*What to do*. Whenever the word "yellow" appears in a line of the data below, copy that line.

*Data records*.

- - - -

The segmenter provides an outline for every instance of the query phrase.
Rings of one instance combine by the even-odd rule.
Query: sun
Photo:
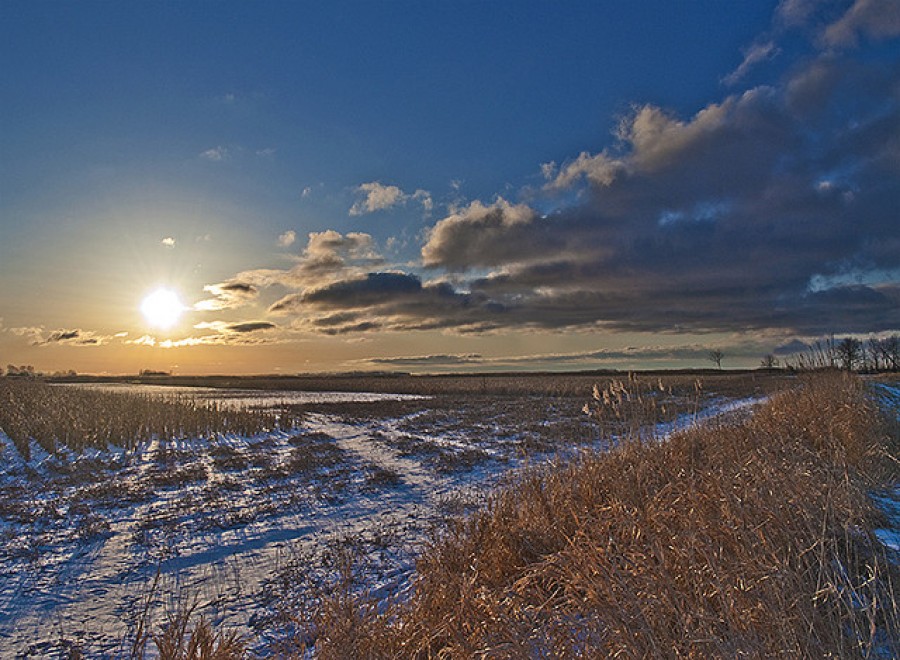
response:
[[[163,330],[175,325],[185,309],[178,294],[170,289],[157,289],[141,302],[141,313],[147,323]]]

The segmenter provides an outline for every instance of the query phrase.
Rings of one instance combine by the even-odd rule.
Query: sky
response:
[[[896,0],[3,0],[0,62],[0,365],[753,367],[900,331]]]

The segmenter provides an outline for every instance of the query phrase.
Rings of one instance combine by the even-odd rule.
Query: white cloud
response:
[[[132,346],[156,346],[156,339],[150,335],[141,335],[137,339],[128,339],[125,343]]]
[[[198,312],[212,312],[222,309],[235,309],[253,302],[259,295],[259,288],[251,282],[232,279],[218,284],[207,284],[203,290],[212,294],[212,298],[194,303]]]
[[[406,204],[412,199],[419,202],[426,212],[434,207],[431,193],[427,190],[416,190],[414,193],[405,193],[397,186],[384,185],[378,181],[363,183],[356,189],[357,193],[365,195],[350,207],[350,215],[363,215],[375,211],[385,211],[395,206]]]
[[[9,328],[9,332],[17,337],[24,337],[29,343],[40,343],[44,341],[44,326],[42,325]]]
[[[200,154],[200,158],[205,160],[212,161],[214,163],[222,162],[223,160],[228,160],[228,147],[213,147],[212,149],[207,149],[203,153]]]
[[[431,199],[431,193],[427,190],[417,190],[412,194],[412,198],[422,204],[422,208],[430,213],[434,208],[434,200]]]
[[[541,175],[546,181],[552,181],[556,177],[557,164],[551,160],[549,163],[541,163]]]
[[[383,211],[402,203],[406,198],[403,191],[397,186],[385,186],[377,181],[364,183],[356,190],[365,194],[365,198],[358,200],[350,207],[350,215]]]
[[[160,243],[165,245],[167,248],[175,247],[175,239],[172,238],[171,236],[166,236],[164,239],[162,239],[160,241]]]
[[[729,73],[722,79],[726,85],[734,85],[741,78],[747,75],[754,66],[760,62],[771,60],[778,55],[780,49],[775,45],[774,41],[767,40],[753,44],[744,51],[744,61],[741,62],[737,69]]]
[[[781,0],[775,13],[784,25],[797,26],[804,24],[821,4],[822,0]]]
[[[290,247],[297,240],[297,232],[293,229],[288,229],[281,236],[278,237],[278,245],[281,247]]]
[[[225,321],[201,321],[194,324],[195,330],[215,330],[216,332],[225,332],[228,324]]]

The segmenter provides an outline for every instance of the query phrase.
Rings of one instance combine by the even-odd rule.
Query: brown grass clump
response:
[[[247,656],[240,635],[215,632],[202,617],[191,627],[192,614],[190,607],[173,614],[153,636],[160,660],[240,660]]]
[[[862,476],[896,483],[896,441],[859,380],[825,375],[747,422],[526,472],[433,541],[408,600],[339,585],[316,654],[897,657]]]

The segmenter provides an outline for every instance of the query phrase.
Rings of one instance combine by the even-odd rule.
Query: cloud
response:
[[[465,353],[461,355],[415,355],[407,357],[369,358],[368,364],[386,365],[393,367],[447,367],[465,364],[483,364],[484,360],[478,353]]]
[[[210,321],[198,323],[194,326],[197,330],[212,330],[212,334],[199,337],[183,337],[181,339],[157,339],[152,335],[143,335],[135,339],[126,340],[131,346],[146,346],[151,348],[186,348],[191,346],[259,346],[261,344],[274,344],[284,341],[284,337],[261,337],[256,333],[262,330],[274,330],[273,323],[265,321],[248,321],[243,323],[225,323],[223,321]]]
[[[771,60],[778,55],[779,48],[771,39],[757,42],[744,51],[744,60],[737,69],[729,73],[722,79],[726,85],[735,85],[741,80],[754,66],[760,62]]]
[[[125,343],[131,346],[156,346],[156,338],[150,335],[141,335],[135,339],[126,339]]]
[[[288,229],[286,232],[281,234],[278,237],[278,245],[281,247],[290,247],[297,241],[297,232],[293,229]]]
[[[228,160],[229,155],[230,152],[228,150],[228,147],[218,146],[202,152],[200,154],[200,158],[212,161],[214,163],[220,163],[222,161]]]
[[[555,241],[542,236],[539,227],[543,225],[536,220],[531,208],[503,198],[490,205],[472,202],[431,229],[422,247],[422,261],[427,267],[465,270],[544,254]]]
[[[293,327],[326,335],[453,328],[483,332],[485,318],[502,310],[481,294],[455,291],[446,282],[425,282],[408,273],[376,272],[289,294],[269,308],[294,316]]]
[[[363,215],[375,211],[385,211],[395,206],[406,204],[414,200],[422,205],[422,208],[430,212],[434,207],[431,193],[426,190],[416,190],[414,193],[405,193],[397,186],[384,185],[377,181],[363,183],[356,189],[363,195],[362,199],[354,202],[350,207],[350,215]]]
[[[781,0],[775,18],[787,27],[803,25],[822,4],[823,0]]]
[[[173,248],[173,247],[175,247],[175,239],[172,238],[171,236],[166,236],[164,239],[162,239],[162,240],[160,241],[160,243],[161,243],[162,245],[164,245],[165,247],[167,247],[167,248]]]
[[[805,345],[804,345],[805,346]],[[531,355],[512,355],[487,357],[478,353],[411,355],[375,357],[359,360],[357,363],[372,366],[391,366],[404,368],[441,368],[471,366],[491,369],[552,369],[558,367],[571,368],[579,366],[588,368],[601,366],[617,368],[635,363],[672,363],[708,362],[710,344],[682,344],[674,346],[628,346],[625,348],[598,348],[591,351],[571,353],[538,353]],[[724,346],[729,358],[756,358],[768,351],[767,346],[757,343],[735,343]]]
[[[412,199],[419,202],[426,213],[430,213],[434,208],[434,200],[431,199],[431,193],[427,190],[416,190],[412,194]]]
[[[303,305],[314,307],[370,307],[416,294],[422,289],[418,277],[405,273],[368,273],[365,277],[335,282],[276,302],[271,312],[284,312]]]
[[[840,19],[829,25],[822,41],[827,46],[854,46],[860,36],[887,39],[900,35],[897,0],[856,0]]]
[[[287,270],[261,268],[238,273],[235,279],[257,287],[290,289],[317,287],[360,275],[384,263],[372,236],[328,229],[311,232],[297,263]]]
[[[872,7],[829,23],[785,2],[779,20],[872,36]],[[748,66],[777,48],[755,43]],[[900,68],[884,48],[814,52],[690,116],[636,104],[606,148],[541,166],[528,203],[473,201],[439,219],[418,264],[387,267],[368,235],[323,232],[294,268],[241,281],[285,287],[270,313],[327,335],[897,331]],[[360,212],[404,199],[360,191]]]
[[[273,330],[275,327],[274,323],[269,323],[268,321],[245,321],[243,323],[232,323],[226,329],[228,332],[244,334],[247,332],[259,332],[260,330]]]
[[[194,305],[194,309],[201,312],[243,307],[259,296],[257,286],[239,279],[219,284],[207,284],[203,290],[212,294],[212,298],[201,300]]]
[[[24,332],[23,332],[24,331]],[[32,346],[103,346],[116,335],[101,335],[92,330],[54,330],[45,335],[43,328],[11,328],[13,334],[28,337]]]
[[[16,337],[24,337],[30,344],[40,344],[44,341],[44,326],[23,326],[17,328],[6,328]]]

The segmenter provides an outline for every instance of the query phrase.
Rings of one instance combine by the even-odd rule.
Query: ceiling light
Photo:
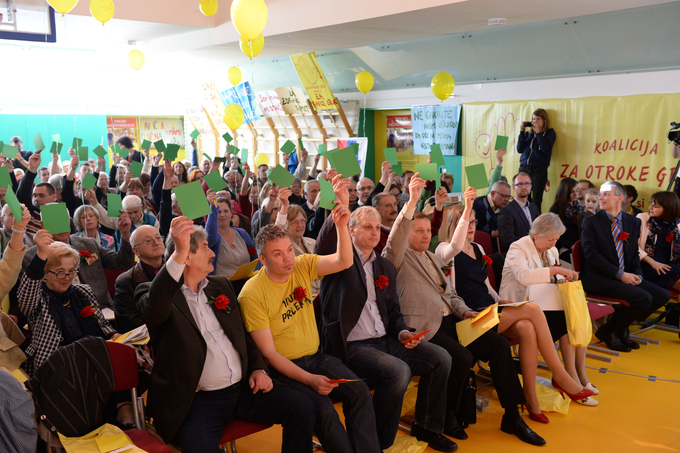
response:
[[[489,19],[489,26],[505,25],[505,23],[506,23],[505,17],[498,17],[496,19]]]

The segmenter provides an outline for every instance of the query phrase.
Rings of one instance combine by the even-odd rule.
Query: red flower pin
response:
[[[248,247],[248,255],[250,256],[257,255],[257,249],[251,245],[250,247]]]
[[[449,277],[451,275],[451,268],[453,267],[453,260],[449,261],[445,266],[442,266],[442,272],[444,277]]]
[[[629,235],[625,231],[620,232],[619,235],[616,237],[616,239],[618,239],[619,241],[625,241],[626,245],[628,245],[628,238]]]
[[[95,315],[94,308],[92,308],[92,305],[88,305],[87,307],[84,307],[82,310],[80,310],[80,316],[82,318],[97,319],[97,315]]]
[[[665,239],[666,239],[666,242],[672,242],[674,238],[675,238],[675,233],[668,233],[666,235]]]
[[[225,310],[225,311],[231,311],[231,307],[229,306],[229,298],[225,296],[224,294],[220,294],[216,298],[209,300],[208,305],[215,305],[215,308],[217,310]]]
[[[482,260],[484,260],[482,263],[482,269],[484,269],[484,266],[491,266],[491,264],[493,264],[493,260],[486,255],[482,256]]]
[[[293,291],[293,298],[298,302],[302,302],[307,298],[307,290],[302,286],[298,286]]]
[[[384,275],[374,275],[373,277],[375,278],[375,286],[378,289],[385,289],[390,285],[390,280]]]

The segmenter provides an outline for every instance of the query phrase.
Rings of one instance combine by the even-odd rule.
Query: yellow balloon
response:
[[[229,104],[224,108],[224,122],[231,130],[236,130],[243,124],[245,114],[243,109],[238,104]]]
[[[198,8],[206,16],[212,17],[217,12],[217,0],[199,0]]]
[[[259,153],[255,159],[255,166],[259,167],[260,165],[269,165],[269,156],[265,153]]]
[[[262,52],[262,49],[264,48],[264,36],[262,36],[262,33],[257,35],[257,38],[255,39],[247,39],[243,35],[238,39],[238,42],[241,46],[241,50],[243,51],[244,54],[246,54],[246,57],[250,58],[251,60],[253,57],[257,57],[260,55],[260,52]],[[252,45],[252,55],[251,55],[251,45]]]
[[[236,66],[229,68],[227,74],[229,75],[229,82],[231,82],[232,85],[238,85],[241,81],[241,70]]]
[[[90,13],[104,25],[113,17],[116,12],[116,5],[112,0],[90,0]]]
[[[453,77],[448,72],[440,72],[432,77],[431,87],[435,96],[444,102],[453,93],[453,87],[456,84]]]
[[[264,0],[234,0],[231,22],[246,39],[257,39],[267,25],[267,5]]]
[[[359,91],[366,94],[373,88],[373,75],[368,71],[361,71],[354,78],[354,83]]]
[[[52,5],[63,16],[73,9],[78,4],[78,0],[47,0],[47,3]]]
[[[142,66],[144,66],[144,54],[137,49],[130,51],[128,54],[128,60],[130,60],[130,66],[135,71],[139,71],[142,69]]]

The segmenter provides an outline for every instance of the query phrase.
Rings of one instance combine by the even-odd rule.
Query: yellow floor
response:
[[[680,340],[678,335],[652,329],[643,334],[661,344],[642,346],[622,353],[609,364],[588,359],[590,380],[600,389],[598,407],[571,403],[569,414],[549,413],[550,423],[542,425],[525,417],[529,426],[548,442],[533,447],[500,431],[502,408],[491,388],[479,391],[489,406],[477,414],[477,423],[467,429],[470,436],[457,441],[460,452],[673,452],[680,451]],[[642,375],[630,376],[600,368]],[[547,371],[539,375],[549,377]],[[656,381],[648,377],[655,376]],[[670,380],[672,382],[664,381]],[[338,407],[339,408],[339,407]],[[339,408],[340,409],[340,408]],[[340,410],[341,412],[341,410]],[[400,435],[403,433],[400,431]],[[281,428],[274,426],[237,441],[239,453],[280,451]],[[427,453],[433,452],[431,448]]]

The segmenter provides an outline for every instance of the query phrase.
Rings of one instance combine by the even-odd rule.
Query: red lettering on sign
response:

- - - -

*Output of the exercise*.
Query: yellow balloon
Query: yellow floor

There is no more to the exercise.